▸ **What you need to do**
Some entries follow. Reproduce exactly the lines starting at the one with "Target: shallow water" and stopping after the one with "x=102, y=32".

▸ **Given records**
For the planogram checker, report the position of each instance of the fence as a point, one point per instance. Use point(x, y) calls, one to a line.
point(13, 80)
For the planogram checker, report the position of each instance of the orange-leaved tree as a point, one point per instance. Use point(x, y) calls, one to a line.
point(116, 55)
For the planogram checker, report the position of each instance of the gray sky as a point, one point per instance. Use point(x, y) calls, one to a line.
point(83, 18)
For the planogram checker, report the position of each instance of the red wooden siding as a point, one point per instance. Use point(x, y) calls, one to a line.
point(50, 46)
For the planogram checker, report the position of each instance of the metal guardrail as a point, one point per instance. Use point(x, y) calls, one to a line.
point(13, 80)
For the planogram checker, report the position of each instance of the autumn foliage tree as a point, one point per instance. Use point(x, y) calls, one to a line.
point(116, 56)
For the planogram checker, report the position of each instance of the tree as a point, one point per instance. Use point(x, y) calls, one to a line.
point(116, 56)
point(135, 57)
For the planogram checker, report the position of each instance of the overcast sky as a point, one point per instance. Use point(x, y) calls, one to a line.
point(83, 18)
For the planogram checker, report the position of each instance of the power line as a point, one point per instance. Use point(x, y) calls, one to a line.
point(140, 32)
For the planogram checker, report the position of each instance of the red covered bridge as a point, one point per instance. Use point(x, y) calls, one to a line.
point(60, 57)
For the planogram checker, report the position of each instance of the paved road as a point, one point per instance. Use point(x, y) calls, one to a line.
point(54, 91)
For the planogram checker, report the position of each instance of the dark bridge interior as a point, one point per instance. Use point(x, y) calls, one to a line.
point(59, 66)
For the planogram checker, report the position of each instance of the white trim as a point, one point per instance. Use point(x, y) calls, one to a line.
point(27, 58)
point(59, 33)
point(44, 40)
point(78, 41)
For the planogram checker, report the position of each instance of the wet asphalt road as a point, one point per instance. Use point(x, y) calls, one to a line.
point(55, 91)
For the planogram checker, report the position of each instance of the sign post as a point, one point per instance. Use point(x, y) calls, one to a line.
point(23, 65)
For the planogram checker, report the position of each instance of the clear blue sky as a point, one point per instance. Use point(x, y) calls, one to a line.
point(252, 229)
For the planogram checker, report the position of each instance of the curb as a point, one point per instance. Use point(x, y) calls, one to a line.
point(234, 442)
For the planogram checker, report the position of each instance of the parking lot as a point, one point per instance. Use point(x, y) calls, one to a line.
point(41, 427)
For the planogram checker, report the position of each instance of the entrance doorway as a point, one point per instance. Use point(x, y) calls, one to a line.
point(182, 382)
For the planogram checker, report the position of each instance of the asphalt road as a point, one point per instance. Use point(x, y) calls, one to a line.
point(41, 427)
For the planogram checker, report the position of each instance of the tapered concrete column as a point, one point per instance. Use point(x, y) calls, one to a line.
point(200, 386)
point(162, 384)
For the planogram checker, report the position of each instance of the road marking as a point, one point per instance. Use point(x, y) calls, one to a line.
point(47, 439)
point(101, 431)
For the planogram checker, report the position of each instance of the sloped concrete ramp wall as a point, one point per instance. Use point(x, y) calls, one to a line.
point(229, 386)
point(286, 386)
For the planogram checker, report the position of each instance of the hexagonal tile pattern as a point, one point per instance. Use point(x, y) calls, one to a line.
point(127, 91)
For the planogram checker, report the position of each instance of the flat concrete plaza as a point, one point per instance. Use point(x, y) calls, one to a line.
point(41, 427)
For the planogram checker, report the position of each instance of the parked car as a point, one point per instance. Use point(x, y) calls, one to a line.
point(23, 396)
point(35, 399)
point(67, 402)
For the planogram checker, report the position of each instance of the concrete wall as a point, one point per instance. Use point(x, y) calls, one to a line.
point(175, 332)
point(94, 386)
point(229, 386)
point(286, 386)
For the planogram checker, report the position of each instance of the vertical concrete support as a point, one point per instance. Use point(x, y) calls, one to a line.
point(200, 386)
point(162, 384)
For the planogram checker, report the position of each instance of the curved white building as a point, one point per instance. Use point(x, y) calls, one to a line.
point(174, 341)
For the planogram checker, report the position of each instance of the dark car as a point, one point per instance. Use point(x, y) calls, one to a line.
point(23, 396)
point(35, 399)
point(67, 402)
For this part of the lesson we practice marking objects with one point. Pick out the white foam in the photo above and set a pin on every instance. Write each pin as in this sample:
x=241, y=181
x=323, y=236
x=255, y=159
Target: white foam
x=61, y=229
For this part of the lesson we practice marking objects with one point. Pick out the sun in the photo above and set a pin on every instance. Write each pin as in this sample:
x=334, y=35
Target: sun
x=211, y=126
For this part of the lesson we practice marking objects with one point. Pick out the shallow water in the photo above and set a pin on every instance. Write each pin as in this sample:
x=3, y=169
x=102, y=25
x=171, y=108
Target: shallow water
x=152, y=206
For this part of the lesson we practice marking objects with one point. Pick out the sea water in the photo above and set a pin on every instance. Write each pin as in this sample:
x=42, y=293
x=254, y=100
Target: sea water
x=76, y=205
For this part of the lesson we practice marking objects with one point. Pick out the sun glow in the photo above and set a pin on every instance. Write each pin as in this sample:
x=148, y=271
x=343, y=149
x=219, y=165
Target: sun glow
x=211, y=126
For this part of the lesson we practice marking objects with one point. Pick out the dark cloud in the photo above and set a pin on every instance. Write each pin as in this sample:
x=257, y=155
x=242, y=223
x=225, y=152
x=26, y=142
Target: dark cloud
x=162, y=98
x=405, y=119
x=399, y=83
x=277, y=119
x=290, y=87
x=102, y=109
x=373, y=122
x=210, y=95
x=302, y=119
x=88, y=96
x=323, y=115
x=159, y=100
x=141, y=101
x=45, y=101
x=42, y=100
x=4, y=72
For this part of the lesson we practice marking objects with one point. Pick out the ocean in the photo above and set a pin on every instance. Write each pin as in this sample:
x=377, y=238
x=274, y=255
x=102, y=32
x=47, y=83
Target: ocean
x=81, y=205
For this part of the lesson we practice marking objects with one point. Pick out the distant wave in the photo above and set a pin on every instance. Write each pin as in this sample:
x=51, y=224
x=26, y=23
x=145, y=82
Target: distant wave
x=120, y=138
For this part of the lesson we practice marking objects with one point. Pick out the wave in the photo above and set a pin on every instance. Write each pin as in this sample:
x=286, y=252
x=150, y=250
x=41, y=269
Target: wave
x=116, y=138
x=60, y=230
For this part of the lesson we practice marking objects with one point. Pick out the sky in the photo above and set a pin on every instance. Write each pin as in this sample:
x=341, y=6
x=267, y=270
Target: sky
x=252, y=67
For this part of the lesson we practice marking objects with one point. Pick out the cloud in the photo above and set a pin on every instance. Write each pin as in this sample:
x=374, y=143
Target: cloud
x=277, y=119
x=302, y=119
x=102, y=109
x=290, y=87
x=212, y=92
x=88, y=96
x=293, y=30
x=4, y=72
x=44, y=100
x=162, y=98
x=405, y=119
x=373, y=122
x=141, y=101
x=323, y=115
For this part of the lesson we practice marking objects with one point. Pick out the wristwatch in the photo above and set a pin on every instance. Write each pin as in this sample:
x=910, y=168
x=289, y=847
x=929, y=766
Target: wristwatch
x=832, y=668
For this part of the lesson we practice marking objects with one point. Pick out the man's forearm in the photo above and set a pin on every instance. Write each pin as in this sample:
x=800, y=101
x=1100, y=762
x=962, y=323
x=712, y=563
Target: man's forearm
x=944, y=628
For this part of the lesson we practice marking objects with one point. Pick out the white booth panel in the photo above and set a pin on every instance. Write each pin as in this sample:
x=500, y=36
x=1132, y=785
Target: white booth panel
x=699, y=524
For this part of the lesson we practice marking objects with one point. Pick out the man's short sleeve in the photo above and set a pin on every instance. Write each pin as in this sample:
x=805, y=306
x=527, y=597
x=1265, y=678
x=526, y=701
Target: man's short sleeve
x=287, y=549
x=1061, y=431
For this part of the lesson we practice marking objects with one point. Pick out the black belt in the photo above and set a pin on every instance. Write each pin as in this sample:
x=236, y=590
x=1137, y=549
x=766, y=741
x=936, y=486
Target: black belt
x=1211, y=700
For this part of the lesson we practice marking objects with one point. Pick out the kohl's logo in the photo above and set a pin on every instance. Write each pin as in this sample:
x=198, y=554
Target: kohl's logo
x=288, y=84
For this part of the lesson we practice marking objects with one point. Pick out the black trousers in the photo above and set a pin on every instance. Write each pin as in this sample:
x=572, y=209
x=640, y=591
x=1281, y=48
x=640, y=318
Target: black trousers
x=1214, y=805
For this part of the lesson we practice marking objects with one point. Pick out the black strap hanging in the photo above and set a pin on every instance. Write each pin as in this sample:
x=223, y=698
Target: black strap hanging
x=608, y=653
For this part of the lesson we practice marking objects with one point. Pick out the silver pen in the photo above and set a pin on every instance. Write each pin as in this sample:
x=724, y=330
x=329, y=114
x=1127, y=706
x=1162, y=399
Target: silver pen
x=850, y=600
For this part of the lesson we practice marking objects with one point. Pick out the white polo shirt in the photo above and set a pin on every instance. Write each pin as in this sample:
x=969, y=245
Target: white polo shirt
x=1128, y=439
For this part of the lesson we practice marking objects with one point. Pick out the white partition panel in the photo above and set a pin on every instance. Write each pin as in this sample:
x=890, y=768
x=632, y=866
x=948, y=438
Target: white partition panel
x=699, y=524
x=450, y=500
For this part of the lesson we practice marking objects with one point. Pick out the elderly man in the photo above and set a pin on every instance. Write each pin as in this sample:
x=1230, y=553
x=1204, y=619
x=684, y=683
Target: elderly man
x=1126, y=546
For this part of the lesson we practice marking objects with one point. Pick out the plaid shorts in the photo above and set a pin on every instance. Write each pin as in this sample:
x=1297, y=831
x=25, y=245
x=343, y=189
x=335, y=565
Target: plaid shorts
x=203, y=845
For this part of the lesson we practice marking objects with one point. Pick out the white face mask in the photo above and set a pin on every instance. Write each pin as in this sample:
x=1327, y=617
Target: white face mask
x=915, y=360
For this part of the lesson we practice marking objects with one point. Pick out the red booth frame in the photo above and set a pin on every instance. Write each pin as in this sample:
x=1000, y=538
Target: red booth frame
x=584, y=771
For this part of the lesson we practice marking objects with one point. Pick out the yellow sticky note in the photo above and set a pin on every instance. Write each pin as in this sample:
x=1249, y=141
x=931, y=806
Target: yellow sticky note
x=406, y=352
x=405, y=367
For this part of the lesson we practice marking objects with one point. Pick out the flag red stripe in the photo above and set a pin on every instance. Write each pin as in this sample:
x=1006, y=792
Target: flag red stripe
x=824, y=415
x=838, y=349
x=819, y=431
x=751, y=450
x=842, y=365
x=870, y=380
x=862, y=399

▸ **Answer to the problem**
Target: shallow water
x=152, y=206
For this part of the lesson we practice marking objects with one point. Pick out the sea water in the photo above and set a pin on every instance. Write each pin as in this sample:
x=42, y=293
x=254, y=100
Target: sea water
x=76, y=205
For this part of the lesson we practice marking objects with one point. Pick out the sun glow in the photo above and set a pin on every instance. Write each pin as in this sample:
x=148, y=271
x=343, y=149
x=219, y=165
Target: sun glow
x=211, y=126
For this part of the lesson we practice marking objects with one point. Pick out the dark cloud in the photo above and set a pin on every instance. Write each pin as in this sample:
x=257, y=155
x=242, y=223
x=225, y=152
x=26, y=142
Target: dark cloud
x=162, y=98
x=405, y=119
x=399, y=83
x=277, y=119
x=290, y=87
x=102, y=109
x=373, y=122
x=210, y=95
x=302, y=119
x=88, y=96
x=323, y=115
x=159, y=100
x=141, y=101
x=45, y=101
x=42, y=100
x=4, y=72
For this part of the lesson we practice marking objects with one point. Pick out the ocean in the photo above and set a pin on every instance. Write each pin as in this sample:
x=377, y=238
x=274, y=255
x=102, y=32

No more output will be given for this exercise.